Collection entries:
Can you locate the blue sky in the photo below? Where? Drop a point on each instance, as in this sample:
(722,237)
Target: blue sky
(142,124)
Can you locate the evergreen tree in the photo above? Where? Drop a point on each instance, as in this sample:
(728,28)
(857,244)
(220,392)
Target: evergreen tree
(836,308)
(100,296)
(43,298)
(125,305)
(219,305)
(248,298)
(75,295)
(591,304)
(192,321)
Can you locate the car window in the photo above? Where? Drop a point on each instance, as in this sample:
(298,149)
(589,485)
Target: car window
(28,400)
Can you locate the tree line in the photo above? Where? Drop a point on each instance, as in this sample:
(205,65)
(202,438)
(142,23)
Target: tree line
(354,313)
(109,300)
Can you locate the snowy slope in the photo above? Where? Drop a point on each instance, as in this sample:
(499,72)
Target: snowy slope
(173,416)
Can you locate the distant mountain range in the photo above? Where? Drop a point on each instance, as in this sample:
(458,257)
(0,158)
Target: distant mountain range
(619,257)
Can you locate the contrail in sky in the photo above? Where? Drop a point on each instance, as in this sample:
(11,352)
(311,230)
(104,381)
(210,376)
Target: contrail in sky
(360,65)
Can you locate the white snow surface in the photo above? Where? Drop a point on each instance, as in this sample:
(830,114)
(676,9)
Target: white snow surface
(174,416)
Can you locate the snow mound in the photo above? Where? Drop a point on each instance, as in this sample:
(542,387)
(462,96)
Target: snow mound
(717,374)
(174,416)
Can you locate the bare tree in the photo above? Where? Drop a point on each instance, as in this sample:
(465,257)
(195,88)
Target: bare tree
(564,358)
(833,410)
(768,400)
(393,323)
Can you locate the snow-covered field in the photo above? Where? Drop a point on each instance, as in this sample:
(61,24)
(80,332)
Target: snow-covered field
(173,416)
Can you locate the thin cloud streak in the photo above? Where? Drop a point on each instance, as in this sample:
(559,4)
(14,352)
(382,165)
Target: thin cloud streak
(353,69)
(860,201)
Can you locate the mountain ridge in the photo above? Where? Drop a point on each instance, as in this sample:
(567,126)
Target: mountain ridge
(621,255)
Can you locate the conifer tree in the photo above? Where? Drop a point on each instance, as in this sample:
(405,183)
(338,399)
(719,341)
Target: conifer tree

*Task prompt*: Please show every line of the records that holds the word "conifer".

*Result*:
Can you locate the conifer tree in the photo above? Where? Drop a point on each instance, as in this sample:
Target: conifer tree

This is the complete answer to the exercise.